# SOURCE EXTRACT:
%%

ANN ARBOR, Mich. Each year, tens of thousands of people receive a dreaded diagnosis: intracerebral hemorrhage, or a "bleeding stroke." Caused by a burst blood vessel in the brain, ICH kills a quarter of patients in two days, and up to half of them within 30 days. And there's no approved specific medical treatment for it -- though people can recover with specialized hospital care.
Figuring out which ICH patients might survive if they receive aggressive treatment, and which will die or be severely disabled, challenges doctors every day.
Now, a new study from the University of Michigan Stroke Program suggests that the way those odds are calculated might be skewed.
It also lends credence to the idea that ICH patients might be victims of a "self-fulfilling prophecy": that their odds of survival may be made worse by the withholding of aggressive treatment based on an inaccurate calculation of their chances.
The study finds that ICH patients who had a do-not-resuscitate order issued in the first 24 hours after their stroke, or had care withdrawn or withheld in that time, were twice as likely to die as other ICH patients. It is published in the journal Neurology.

%%

# THINGS TO DO:
(1) According to the article on bleeding strokes, what share of intracerebral hemorrhage patients die within two days?
(2) Using the article on bleeding strokes, explain why intracerebral hemorrhage patients might be victims of a "self-fulfilling prophecy."
(3) Continue the article on bleeding strokes from the end of its last sentence.

# DATA FOR ANALYSIS:

%%

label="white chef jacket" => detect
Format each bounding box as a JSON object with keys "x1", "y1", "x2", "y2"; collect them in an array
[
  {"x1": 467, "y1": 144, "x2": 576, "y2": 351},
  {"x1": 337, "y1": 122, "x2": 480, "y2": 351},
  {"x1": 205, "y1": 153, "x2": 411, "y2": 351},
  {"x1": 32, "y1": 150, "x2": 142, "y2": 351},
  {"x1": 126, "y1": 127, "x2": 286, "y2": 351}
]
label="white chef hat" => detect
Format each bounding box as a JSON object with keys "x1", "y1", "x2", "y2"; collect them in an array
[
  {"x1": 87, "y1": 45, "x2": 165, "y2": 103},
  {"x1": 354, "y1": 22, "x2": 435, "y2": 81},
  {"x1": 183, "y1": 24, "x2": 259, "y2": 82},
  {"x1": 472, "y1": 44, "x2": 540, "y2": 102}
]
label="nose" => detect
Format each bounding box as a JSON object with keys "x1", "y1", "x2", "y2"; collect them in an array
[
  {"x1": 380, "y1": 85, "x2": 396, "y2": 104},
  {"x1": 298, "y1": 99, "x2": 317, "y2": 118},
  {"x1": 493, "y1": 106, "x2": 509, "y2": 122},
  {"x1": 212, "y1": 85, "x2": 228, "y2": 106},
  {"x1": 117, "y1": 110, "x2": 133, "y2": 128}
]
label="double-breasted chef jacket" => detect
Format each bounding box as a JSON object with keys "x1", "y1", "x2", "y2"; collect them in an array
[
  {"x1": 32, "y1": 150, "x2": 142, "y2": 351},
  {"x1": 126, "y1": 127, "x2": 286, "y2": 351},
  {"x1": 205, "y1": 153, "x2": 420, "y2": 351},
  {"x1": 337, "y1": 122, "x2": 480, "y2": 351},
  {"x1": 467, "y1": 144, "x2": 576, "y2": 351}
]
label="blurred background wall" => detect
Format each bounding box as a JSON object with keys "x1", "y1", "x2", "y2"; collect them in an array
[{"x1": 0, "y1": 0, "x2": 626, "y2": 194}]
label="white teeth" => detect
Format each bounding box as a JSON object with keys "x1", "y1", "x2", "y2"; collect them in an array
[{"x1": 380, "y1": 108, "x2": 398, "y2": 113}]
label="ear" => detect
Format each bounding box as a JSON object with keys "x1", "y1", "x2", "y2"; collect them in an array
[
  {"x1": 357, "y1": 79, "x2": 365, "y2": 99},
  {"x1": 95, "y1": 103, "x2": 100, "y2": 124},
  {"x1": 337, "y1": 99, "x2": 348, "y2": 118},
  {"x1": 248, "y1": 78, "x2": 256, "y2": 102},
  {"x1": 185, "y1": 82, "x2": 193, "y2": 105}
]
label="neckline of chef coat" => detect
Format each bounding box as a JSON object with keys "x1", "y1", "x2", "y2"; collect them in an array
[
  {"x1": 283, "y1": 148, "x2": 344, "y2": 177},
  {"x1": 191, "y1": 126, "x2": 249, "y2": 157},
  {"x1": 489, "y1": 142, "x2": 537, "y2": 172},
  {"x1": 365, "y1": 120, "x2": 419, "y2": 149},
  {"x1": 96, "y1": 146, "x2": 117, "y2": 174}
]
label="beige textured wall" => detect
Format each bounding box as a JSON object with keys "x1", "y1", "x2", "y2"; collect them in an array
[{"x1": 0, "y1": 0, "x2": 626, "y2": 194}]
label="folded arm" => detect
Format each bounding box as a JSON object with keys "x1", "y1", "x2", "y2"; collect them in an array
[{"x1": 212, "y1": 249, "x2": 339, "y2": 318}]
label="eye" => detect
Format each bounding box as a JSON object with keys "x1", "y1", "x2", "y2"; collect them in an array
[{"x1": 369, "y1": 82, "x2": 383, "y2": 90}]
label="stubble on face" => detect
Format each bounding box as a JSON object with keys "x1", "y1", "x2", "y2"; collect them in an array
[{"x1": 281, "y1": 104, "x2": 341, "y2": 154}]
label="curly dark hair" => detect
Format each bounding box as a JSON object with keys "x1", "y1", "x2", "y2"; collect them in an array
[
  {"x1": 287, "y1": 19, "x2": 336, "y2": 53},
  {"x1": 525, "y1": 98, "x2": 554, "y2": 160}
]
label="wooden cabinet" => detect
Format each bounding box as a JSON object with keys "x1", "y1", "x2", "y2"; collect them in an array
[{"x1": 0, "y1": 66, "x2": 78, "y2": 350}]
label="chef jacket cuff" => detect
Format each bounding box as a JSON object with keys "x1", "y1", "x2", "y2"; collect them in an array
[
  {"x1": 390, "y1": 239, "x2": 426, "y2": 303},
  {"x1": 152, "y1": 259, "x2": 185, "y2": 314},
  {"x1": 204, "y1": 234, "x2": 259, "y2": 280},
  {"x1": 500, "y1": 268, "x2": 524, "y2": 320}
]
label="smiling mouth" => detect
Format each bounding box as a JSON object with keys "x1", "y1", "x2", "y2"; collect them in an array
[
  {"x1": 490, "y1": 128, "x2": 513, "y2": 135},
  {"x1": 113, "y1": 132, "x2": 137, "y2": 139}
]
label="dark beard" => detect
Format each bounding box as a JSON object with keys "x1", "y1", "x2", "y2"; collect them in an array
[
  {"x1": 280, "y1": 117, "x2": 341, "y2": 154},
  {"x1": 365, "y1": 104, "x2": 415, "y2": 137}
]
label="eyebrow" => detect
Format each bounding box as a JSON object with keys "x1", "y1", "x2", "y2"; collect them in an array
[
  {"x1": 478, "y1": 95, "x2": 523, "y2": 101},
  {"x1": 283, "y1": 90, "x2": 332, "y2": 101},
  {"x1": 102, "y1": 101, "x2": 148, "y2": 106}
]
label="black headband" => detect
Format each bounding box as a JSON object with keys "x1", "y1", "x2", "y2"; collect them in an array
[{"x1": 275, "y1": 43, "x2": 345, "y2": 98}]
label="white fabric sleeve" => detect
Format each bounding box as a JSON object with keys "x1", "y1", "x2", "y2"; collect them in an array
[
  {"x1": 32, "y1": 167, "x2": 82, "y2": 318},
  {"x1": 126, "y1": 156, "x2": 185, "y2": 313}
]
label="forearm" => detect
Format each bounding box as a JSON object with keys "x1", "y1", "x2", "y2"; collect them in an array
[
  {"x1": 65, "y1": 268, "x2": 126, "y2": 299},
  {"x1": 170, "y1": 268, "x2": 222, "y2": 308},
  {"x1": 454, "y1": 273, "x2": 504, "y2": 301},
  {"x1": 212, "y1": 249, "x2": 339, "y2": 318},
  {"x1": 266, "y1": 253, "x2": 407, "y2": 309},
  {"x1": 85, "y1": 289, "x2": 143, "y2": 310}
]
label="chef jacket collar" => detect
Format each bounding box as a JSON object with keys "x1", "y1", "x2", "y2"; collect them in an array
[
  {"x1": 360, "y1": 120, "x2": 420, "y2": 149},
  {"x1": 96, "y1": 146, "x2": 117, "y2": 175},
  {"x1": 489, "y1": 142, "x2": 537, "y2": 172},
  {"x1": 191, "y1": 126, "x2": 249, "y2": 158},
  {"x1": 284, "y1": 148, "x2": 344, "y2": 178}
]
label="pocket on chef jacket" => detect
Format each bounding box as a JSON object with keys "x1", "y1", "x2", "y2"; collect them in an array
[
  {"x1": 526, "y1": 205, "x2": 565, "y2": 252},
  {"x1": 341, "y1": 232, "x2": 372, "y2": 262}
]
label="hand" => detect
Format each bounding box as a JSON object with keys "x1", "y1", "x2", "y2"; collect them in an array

%%

# ANSWERS IN ORDER:
(1) A quarter of patients die within two days.

(2) Their odds of survival may be made worse because aggressive treatment is withheld based on an inaccurate calculation of their chances.

(3)
The difference in likelihood of death was independent of other factors typically used to predict ICH death risk, including coma score, age, gender, and the size of the bleeding area. The study involved 270 patients who were treated for ICH at seven community hospitals in Texas over a three-year period.
The fact that early limitations on patients' care were associated with such a large difference in mortality risk surprised the researchers. It's such a large effect that they say it should probably be considered when doctors use risk-calculation tools to predict the chance of death after ICH. Such tools are based on data from groups of past ICH patients, but none of the current tools take into account the level of care the patients received.